EXERCISE GOAL:
I would like you to return all of the records exactly as they stand.

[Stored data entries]
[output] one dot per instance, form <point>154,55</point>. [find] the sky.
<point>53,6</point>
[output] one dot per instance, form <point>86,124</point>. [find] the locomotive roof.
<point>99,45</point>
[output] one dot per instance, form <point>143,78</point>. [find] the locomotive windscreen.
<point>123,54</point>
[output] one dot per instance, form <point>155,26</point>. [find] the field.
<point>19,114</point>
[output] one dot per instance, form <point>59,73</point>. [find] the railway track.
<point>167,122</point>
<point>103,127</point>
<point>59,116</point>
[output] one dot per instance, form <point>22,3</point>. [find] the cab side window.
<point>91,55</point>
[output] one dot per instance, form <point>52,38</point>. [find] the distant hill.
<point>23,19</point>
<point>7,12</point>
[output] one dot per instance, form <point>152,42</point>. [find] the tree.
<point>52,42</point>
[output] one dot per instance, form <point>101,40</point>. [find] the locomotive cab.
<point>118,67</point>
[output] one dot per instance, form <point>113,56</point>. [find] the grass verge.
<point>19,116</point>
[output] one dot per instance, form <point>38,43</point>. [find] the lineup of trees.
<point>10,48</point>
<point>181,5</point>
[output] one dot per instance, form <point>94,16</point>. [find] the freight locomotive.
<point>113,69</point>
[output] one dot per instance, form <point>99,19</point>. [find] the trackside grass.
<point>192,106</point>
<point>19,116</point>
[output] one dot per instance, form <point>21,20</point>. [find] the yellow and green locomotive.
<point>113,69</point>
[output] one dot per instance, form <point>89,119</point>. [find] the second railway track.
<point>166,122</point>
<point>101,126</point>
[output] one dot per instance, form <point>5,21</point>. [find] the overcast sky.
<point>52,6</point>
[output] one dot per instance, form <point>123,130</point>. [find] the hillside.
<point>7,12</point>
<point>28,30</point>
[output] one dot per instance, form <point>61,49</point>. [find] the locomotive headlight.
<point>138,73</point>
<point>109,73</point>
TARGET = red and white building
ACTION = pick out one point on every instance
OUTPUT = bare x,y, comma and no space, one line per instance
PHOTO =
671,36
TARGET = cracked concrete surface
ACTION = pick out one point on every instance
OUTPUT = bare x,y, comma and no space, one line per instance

EXPECTED OUTPUT:
[output] one dot per instance, form <point>154,55</point>. [find] the sky.
<point>53,6</point>
[output] one dot per instance, form <point>86,124</point>. [find] the locomotive roof.
<point>99,45</point>
[output] one dot per instance, form <point>143,78</point>. [find] the locomotive windscreen.
<point>123,54</point>
[output] one dot per instance, form <point>155,26</point>. [find] the field.
<point>19,114</point>
[output] one dot per instance, form <point>59,73</point>. [find] the railway track.
<point>167,122</point>
<point>103,127</point>
<point>59,116</point>
[output] one dot per instance, form <point>22,3</point>. [find] the cab side window.
<point>91,55</point>
[output] one dot per instance, form <point>52,38</point>. [find] the distant hill.
<point>23,19</point>
<point>7,12</point>
[output] one dot per instance, form <point>152,42</point>. [find] the tree.
<point>52,42</point>
[output] one dot per instance, form <point>101,40</point>. [find] the locomotive cab.
<point>118,67</point>
[output] one dot per instance, form <point>113,56</point>. [find] the grass verge.
<point>19,116</point>
[output] one dot per instance, form <point>38,43</point>. [find] the lineup of trees.
<point>10,48</point>
<point>181,5</point>
[output] one dot per instance, form <point>94,16</point>. [find] the freight locomotive.
<point>113,69</point>
[output] one dot per instance, form <point>99,19</point>. [find] the trackside grass.
<point>192,106</point>
<point>19,116</point>
[output] one dot per instance, form <point>21,20</point>. [find] the yellow and green locomotive.
<point>113,69</point>
[output] one dot per instance, form <point>89,119</point>. [find] the second railway track.
<point>166,122</point>
<point>101,126</point>
[output] one dot per instance, form <point>5,21</point>. [find] the overcast sky.
<point>52,6</point>
[output] one dot per instance, form <point>123,130</point>. [find] the hillside.
<point>7,12</point>
<point>28,30</point>
[output] one dot per instance, form <point>61,49</point>. [find] the locomotive headlight.
<point>138,73</point>
<point>109,73</point>
TARGET = red and white building
ACTION = pick out one point on every instance
OUTPUT = bare x,y, comma and no space, one line per instance
PHOTO =
671,36
TARGET = cracked concrete surface
ACTION = pick out one point on every instance
OUTPUT = bare x,y, comma and no space, one line per instance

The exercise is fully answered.